▸ **Written request**
Edit the part of these lines that opens with the line containing "Can you find the hospital" and closes at the end of the lines, replacing "bed" with "cot" and keeping everything else the same. Return only that part.

[Entries from a dataset]
## begin

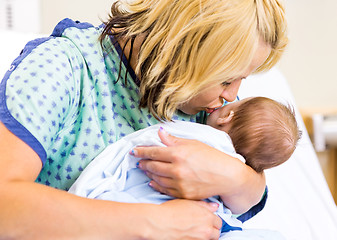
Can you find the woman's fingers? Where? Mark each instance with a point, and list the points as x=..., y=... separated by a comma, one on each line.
x=162, y=169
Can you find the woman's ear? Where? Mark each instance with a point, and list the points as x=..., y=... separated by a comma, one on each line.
x=225, y=120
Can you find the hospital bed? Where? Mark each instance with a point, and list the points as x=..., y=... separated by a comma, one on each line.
x=300, y=205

## end

▸ **Expected answer**
Can you find the hospital cot? Where? Mark each instance with a point, and list the points as x=..., y=... separated by a comma, one on each line.
x=300, y=205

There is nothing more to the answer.